(Beginning of Data to examine)
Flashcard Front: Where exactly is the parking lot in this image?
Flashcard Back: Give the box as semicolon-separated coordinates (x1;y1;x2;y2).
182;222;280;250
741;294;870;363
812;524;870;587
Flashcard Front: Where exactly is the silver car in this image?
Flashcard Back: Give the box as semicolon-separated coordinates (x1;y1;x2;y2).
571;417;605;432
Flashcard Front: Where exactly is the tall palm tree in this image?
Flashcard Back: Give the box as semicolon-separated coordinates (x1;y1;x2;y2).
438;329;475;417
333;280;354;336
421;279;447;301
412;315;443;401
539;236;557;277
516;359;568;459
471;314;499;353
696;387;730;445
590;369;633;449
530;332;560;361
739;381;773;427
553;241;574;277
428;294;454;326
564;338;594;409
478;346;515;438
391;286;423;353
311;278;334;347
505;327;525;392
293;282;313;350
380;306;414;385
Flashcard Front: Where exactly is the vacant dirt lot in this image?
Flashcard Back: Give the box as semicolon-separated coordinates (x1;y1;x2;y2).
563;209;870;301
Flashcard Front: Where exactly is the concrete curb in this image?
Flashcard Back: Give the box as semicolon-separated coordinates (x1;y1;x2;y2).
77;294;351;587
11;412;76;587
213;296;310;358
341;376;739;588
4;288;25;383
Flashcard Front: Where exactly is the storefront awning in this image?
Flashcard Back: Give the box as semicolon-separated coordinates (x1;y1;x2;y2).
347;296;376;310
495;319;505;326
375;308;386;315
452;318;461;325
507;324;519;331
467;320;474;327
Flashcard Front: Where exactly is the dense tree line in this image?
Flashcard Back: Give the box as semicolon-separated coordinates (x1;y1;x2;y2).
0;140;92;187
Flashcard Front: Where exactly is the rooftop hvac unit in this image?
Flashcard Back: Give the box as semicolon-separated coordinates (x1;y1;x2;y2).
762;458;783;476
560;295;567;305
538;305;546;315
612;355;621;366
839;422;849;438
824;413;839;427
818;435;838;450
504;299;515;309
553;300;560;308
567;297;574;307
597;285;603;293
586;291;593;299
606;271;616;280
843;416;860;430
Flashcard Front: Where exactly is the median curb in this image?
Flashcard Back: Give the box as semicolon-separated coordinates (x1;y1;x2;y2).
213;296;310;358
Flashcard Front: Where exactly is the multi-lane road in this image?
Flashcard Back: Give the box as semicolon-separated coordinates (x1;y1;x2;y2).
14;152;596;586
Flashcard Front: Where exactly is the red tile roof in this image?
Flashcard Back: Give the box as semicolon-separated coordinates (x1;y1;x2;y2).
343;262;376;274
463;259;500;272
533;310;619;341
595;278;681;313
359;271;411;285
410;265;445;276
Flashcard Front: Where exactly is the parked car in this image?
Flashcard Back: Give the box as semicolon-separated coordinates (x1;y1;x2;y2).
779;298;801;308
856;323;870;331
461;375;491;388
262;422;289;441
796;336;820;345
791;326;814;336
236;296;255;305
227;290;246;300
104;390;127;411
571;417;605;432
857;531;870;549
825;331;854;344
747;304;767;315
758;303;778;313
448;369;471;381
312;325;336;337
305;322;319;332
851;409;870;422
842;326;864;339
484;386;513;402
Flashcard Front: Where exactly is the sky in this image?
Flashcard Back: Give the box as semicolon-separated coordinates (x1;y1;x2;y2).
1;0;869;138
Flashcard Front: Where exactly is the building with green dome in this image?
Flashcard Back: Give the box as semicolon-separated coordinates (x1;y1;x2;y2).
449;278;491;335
(End of Data to examine)
What needs to be done: Give back exactly the lines starting at the one with "Flashcard Front: Where exactly is the parked" and running to the end of the listing. Include both ends.

Response to this exercise:
Flashcard Front: Where exactly is the parked car in this image?
Flashcard Back: Give the box as semicolon-separated coordinates (x1;y1;x2;y2).
779;298;801;308
856;323;870;331
461;375;491;388
262;422;289;441
796;336;820;345
791;326;814;336
236;296;255;305
227;290;246;300
104;390;127;411
571;417;605;432
857;531;870;549
825;331;854;344
747;304;767;315
758;303;778;313
448;369;471;381
312;325;336;337
305;322;319;332
851;409;870;422
842;326;864;339
484;386;513;402
Flashcard Front: Where exactly is the sky in this image?
Flashcard Back: Give the box as semicolon-separated coordinates (x1;y1;x2;y2).
1;0;869;138
Flashcard Front: Where exactly is the building with green dome in this image?
Flashcard Back: Give the box as semicolon-separated coordinates (x1;y1;x2;y2).
449;278;491;335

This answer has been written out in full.